# PAGE:
((

In all the market tumult, stray fruits and vegetables fall to the ground. They don't stay there long. At a small traffic circle down the street, what appears to be a scavengers' market is spread out on the pavement. A woman might be selling a few tomatoes or a couple of potatoes. Presumably, when the items are gone so is the vendor, hopefully with a few extra birr.


We follow the road we have used before to reach the Merkato. This time, we head to the side of an Islamic center and follow a narrow alley. We end up in a poor residential area. Laundry hangs over the street. Picturesque, but we two ferengi are voyeurs here. We pass a very local eatery and a few vendors of note, but by now it is time to head back to Piassa. The Merkato is bigger than both of us.


As we walk to the main cross street we pass a beautiful church within a courtyard. The sanctuary is all locked up, but as at other Orthodox sites, plenty of worshippers throng all around the outside of the building.  Men, women and schoolchildren are raptly involved in individual prayer. Clearly, this is a part of their morning on the way to work or school.

))

# PROBLEMS:
A - Using the account of the walk through the Merkato, say whether each statement agrees with it. Answer yes or no, and quote the words that decide it. (i) The church sanctuary was open for worshippers to enter. (ii) Laundry hangs over the street in the poor residential area. (iii) The narrow alley is reached by heading to the side of an Islamic center.
B - In the account of the walk through the Merkato, where is the scavengers' market spread out?

# ENTRIES SHOWN:
((

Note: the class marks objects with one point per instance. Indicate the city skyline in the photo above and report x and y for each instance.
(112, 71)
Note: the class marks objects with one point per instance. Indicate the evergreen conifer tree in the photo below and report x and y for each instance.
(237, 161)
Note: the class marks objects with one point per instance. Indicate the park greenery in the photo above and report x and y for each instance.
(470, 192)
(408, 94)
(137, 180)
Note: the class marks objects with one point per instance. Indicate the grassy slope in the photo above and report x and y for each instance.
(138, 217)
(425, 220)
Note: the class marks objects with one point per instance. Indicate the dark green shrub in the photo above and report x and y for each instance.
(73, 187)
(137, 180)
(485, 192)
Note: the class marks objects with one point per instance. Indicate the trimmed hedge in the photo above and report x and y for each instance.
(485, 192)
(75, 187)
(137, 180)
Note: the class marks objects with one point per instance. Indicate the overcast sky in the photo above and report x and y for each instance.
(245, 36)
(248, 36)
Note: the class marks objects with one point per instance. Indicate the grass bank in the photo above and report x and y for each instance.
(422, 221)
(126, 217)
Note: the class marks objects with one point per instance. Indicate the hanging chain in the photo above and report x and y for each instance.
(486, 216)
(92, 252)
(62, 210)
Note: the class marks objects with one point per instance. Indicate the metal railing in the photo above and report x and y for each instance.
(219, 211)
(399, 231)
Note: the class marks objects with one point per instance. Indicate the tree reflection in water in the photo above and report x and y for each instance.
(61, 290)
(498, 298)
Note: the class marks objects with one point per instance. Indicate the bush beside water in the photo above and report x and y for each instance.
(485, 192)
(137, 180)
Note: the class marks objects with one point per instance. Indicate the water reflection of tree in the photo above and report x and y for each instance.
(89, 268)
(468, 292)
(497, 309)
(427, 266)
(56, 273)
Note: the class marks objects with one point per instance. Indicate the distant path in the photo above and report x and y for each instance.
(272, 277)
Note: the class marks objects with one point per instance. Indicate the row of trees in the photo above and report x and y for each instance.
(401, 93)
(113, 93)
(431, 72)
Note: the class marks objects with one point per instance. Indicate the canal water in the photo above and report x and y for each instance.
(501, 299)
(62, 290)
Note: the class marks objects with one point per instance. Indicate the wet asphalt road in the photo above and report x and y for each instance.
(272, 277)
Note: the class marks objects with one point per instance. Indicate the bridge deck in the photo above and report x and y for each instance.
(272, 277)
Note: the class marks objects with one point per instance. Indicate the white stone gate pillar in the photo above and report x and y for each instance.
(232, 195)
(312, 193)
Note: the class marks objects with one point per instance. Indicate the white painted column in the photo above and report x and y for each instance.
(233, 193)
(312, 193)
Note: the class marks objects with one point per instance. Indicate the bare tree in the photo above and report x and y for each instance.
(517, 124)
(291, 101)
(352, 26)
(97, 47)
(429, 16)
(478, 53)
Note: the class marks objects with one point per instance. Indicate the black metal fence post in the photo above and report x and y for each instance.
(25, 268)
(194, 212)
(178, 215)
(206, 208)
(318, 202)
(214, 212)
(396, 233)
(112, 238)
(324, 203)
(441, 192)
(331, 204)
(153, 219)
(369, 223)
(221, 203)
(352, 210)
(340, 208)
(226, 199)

))

# OUTPUTS FOR THE TASKS:
A -
(i) No: "The sanctuary is all locked up"
(ii) Yes: "Laundry hangs over the street."
(iii) Yes: "we head to the side of an Islamic center and follow a narrow alley"

B - On the pavement at a small traffic circle down the street.